EXCERPTED RECORDS:
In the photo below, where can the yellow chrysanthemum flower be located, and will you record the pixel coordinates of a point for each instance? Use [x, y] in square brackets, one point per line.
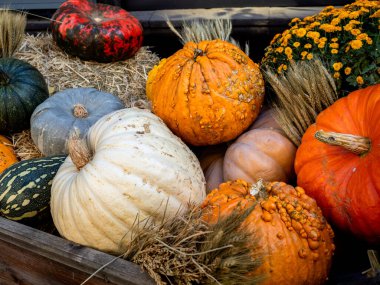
[362, 36]
[334, 45]
[288, 50]
[337, 66]
[296, 44]
[301, 32]
[355, 32]
[356, 44]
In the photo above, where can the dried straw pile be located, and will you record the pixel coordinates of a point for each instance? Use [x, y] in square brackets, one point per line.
[125, 79]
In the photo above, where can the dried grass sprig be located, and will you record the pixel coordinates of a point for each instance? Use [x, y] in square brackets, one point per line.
[125, 79]
[206, 30]
[186, 250]
[12, 31]
[302, 93]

SET PROBLEM: Reproduce everything from the line containing "In the photo above, where can the dried straw" down to the end of the items, substituting "dried grass stalk" for "dried grass sprig" and leaving all else unchanged.

ANSWER TO THE EXERCISE:
In the photo above, where can the dried straw pile be located, and will you record the pixel coordinates of a point for each instance? Use [x, y] in square brackets, one point per line.
[125, 79]
In the photo above, where can the dried grass stalk be located, and will you record the pixel coordinates of a point for each instance? Use [x, y] in square brackets, one point per line.
[125, 79]
[206, 30]
[186, 250]
[12, 31]
[302, 93]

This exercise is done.